Extracted text ->
If the XML input file can be opened for reading, its lines are loaded into array @lines and the file is closed.

$"="";

$_="@lines";

s/[\r\n]//sg;

All lines are merged into the default string $_.

 

Additional separators between lines are not inserted ($"="").

 

The carriage return and line feed symbols, which are at the ends of the lines, are removed.

@rows=split/<SG4>/;

Now when all lines of the input XML file are merged into a single string without any separators, we split that string using "<SG4>" as a separator.

 

The string "<SG4>" is the opening tag of statement entries.

$s="\\s*";

$tag="<[^>]*>[^<]*</[^>]*>";

The Regular Expressions (RE) can be stored in strings for being used later in matching operators. Inside of the slashes of a match or a substitution variables are interpolated.

 

The first string stores an RE for any number of occurrences of a whitespace character.

 

The second string is an RE for any valid XML element including its head tag, body, and the tail tag.

 

The backslash is used as usually when occurs in RE openly, without substitutions. However the backslash must be protected by another backslash, when attempting to store the RE in a string (the string will in fact store only one occurrence).

$sign="<PF:D_5003[^>]*>([+-])</PF:D_5003>";

We define Regular Expression (RE) for matching <PF:D_5003> tags which are storing the sign of the amount.

 

This string helps to create a more complex RE for matching the <MOA> tag.

 

<MOA> tags are dedicated for all types of amounts (debits, credits, balances, and totals). MOA stands for monetary amount.

$lin="<LIN>$s<PF:D_0805[^>]*Value=\"(\\w+)\">$s</PF:D_0805>$s</LIN>";

The <LIN> tag is at the beginning of each statement entry. See samples in section 4.3. LIN stands for line item.

 

Via this RE we capture a value, which will help us to determine whether the entry, containing the matched <LIN> tag, is an opening or closing balance, a credit or a debit note, or a record with totals.

Problems and tasks ->
[a] Set down the part of the Perl statement-parsing walkthrough that opens with the words containing "The Regular Expressions" and closes with "a whitespace character.", copying it word for word.
[b] According to the Perl statement-parsing walkthrough, why must a backslash be doubled when a regular expression is stored in a string? Answer in one to three sentences.
[c] Continue the Perl statement-parsing walkthrough from the point where it stops.
The lines that follow have no connection to the Perl statement-parsing walkthrough.

Material provided ->
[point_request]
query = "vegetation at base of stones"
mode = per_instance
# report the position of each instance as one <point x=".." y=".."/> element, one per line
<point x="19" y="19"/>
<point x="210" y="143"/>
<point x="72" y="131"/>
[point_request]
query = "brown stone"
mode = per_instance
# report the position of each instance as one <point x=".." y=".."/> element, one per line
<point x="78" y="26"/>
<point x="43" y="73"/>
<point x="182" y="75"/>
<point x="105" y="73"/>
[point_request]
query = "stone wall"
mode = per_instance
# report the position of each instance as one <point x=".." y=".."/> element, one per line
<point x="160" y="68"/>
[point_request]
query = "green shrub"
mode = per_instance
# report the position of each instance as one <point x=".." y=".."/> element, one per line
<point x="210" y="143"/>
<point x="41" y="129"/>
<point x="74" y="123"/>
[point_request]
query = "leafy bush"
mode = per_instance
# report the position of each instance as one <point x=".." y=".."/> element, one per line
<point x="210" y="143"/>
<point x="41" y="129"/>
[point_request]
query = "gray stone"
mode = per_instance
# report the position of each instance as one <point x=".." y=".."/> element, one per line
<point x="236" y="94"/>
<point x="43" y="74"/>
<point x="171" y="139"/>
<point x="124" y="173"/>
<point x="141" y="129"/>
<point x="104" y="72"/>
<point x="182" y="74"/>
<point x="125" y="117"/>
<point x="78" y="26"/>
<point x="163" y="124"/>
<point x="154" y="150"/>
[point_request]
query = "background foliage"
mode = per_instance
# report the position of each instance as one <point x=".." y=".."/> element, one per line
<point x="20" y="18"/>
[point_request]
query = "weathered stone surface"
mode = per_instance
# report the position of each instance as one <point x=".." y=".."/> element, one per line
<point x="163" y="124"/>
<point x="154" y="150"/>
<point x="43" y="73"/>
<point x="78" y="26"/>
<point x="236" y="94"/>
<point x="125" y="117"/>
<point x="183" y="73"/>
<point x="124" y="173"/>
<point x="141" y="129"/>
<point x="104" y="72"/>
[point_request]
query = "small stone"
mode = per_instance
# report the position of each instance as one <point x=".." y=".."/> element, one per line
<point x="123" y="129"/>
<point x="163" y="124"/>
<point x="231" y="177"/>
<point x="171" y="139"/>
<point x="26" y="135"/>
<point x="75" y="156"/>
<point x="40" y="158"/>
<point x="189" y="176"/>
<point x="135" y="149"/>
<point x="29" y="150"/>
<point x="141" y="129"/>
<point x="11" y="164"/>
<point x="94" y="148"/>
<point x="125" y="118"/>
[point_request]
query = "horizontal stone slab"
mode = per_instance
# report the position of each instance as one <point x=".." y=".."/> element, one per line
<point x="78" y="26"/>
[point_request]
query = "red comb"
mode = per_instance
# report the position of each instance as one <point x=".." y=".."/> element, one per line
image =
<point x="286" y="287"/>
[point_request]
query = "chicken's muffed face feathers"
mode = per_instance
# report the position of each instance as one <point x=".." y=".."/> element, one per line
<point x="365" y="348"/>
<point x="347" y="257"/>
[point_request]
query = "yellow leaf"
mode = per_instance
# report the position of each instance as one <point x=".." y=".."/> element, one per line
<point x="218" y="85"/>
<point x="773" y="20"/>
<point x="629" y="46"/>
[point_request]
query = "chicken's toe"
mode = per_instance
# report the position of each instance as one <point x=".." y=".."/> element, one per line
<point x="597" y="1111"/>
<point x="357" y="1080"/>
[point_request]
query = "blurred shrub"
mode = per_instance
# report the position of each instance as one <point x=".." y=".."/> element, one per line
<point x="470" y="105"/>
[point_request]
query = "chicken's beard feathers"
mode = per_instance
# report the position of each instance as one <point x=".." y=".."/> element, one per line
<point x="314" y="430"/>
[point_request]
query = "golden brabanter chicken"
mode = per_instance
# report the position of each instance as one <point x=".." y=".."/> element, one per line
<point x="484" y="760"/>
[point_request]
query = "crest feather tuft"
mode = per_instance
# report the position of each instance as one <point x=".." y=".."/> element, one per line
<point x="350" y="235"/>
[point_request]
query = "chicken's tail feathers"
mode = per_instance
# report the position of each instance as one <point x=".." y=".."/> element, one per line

...

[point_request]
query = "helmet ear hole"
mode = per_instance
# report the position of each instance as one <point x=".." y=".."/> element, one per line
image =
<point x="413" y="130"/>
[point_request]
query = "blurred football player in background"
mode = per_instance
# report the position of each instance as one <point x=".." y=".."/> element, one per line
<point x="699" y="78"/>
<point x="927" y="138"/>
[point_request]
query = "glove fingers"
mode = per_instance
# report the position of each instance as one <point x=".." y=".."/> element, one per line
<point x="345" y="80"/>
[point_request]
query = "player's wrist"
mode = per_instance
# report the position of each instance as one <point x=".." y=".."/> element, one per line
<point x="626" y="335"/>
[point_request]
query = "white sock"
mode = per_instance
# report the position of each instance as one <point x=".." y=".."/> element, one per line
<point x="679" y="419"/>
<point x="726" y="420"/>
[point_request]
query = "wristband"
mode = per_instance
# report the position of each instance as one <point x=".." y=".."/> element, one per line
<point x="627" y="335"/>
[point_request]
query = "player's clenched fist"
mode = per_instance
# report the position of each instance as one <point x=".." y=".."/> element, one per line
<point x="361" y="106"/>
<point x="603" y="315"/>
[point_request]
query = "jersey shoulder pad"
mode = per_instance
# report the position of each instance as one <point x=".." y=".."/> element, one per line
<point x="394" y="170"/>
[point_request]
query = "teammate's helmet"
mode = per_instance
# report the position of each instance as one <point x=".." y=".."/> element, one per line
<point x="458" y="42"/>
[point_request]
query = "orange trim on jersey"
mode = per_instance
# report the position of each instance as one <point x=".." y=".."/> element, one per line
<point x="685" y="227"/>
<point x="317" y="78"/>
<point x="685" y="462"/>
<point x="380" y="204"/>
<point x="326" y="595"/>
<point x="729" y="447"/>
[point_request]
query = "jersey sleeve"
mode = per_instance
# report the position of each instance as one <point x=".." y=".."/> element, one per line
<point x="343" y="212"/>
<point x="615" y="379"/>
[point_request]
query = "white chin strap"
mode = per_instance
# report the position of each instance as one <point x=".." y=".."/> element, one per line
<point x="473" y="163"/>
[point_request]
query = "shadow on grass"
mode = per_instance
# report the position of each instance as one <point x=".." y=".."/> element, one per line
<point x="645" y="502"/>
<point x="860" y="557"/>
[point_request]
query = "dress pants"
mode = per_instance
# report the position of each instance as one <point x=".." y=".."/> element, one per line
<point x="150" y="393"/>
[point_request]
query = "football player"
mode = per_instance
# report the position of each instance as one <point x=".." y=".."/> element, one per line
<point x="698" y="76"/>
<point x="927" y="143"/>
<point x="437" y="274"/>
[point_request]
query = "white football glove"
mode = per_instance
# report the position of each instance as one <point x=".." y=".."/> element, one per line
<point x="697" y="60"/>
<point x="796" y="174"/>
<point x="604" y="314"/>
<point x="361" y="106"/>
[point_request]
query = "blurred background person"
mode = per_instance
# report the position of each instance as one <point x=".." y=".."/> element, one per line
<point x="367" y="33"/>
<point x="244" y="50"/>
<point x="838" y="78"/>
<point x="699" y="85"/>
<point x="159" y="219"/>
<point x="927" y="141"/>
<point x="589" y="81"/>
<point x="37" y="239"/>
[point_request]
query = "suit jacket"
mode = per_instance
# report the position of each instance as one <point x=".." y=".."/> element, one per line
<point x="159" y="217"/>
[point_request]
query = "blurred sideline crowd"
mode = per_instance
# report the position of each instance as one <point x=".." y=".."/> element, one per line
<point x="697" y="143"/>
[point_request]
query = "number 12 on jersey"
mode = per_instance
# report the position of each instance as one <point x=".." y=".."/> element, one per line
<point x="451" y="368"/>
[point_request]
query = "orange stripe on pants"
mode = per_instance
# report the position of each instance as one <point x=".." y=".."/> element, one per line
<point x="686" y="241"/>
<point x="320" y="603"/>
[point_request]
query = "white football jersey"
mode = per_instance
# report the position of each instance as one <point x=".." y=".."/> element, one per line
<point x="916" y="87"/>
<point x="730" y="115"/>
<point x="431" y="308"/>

Responses by task ->
[a]
The Regular Expressions (RE) can be stored in strings for being used later in matching operators. Inside of the slashes of a match or a substitution variables are interpolated.

 

The first string stores an RE for any number of occurrences of a whitespace character.

[b] When a regular expression is stored in a string, the string keeps only one of the two backslashes. The second backslash protects the first, so that one backslash remains for the regular expression. When a backslash appears directly in a regular expression, without going through a string, a single one is used as usual.

[c]
The <LIN> tag in the Document Type Definition file[dtd.txt] is defined as follows:

<!ELEMENT LIN (PF:D_0805)>

$moa="<MOA>$s<C516>$s<D_5025 Value=\"(\\d+)\"></D_5025>$s<D_5004>([\\d\\.]+)</D_5004>$s</C516>$s$sign$s</MOA>";

Here we build an RE for matching all <MOA> tags (monetary amount).

 

This RE captures three values (into special variables, $1, $2 ...).

 

The first value is the type of the amount. For example, if this value is equal to 210 then the amount is a credit, if it is equal to 211 then the amount is a debit (see the samples in section 4.3).

 

The second value captured by RE is the amount itself.

 

The third value is captured by the part of RE stored in string $sign (defined above).

 

The document type definition (DTD) file [txt] describes the MOA and its nested C516 tags as follows:

<!ELEMENT MOA (C516, PF:D_5003?)>

<!ELEMENT C516 (D_5025, D_5004, D_6345?)>

$dtm="<DTM>$s<C507>$s$tag$s<D_2380>(\\d+)</D_2380>$s</C507>$s</DTM>";

RE expression $dtm matches all <DTM> tags for date/time/period. The date value is stored in YYYYMMDD format (see the samples in section 4.3).

 

This RE captures a single value of the date.

 

The <DTM> tag’s hierarchy in the Document Type Definition file[dtd.txt] is as follows:

<!ELEMENT DTM (C507)>

<!ELEMENT C507 (D_2005, D_2380)>

$ftx="<FTX>$s$tag$s$tag$s<C108>$s((?:<D_4440>[^<]*</D_4440>$s)+)</C108>$s</FTX>";

The RE expression stored in $ftx string matches the FTX elements. FTX stands for free text.

 

<FTX> tags contain all sorts of information messages, e.g. about the party issuing the payment.

 

The $ftx RE captures a set of <D_4440> tags containing info lines. In Perl, (?:regexp) denotes non-capturing groupings [perlretut].

 

The <FTX> tag’s hierarchy in the DTD file[dtd.txt] is as follows:

<!ELEMENT FTX (D_4451, D_4453?, C108)>

<!ELEMENT C108 (D_4440+)>

<!ELEMENT D_4440 (#PCDATA)>

$rff="<RFF>$s<C506>$s<D_1153 Value=\"(\\w+)\"></D_1153>$s<D_1154>(\\d+)</D_1154>$s</C506>$s</RFF>";

The string $rff contains the RE for matching the RFF elements. RFF stands for reference.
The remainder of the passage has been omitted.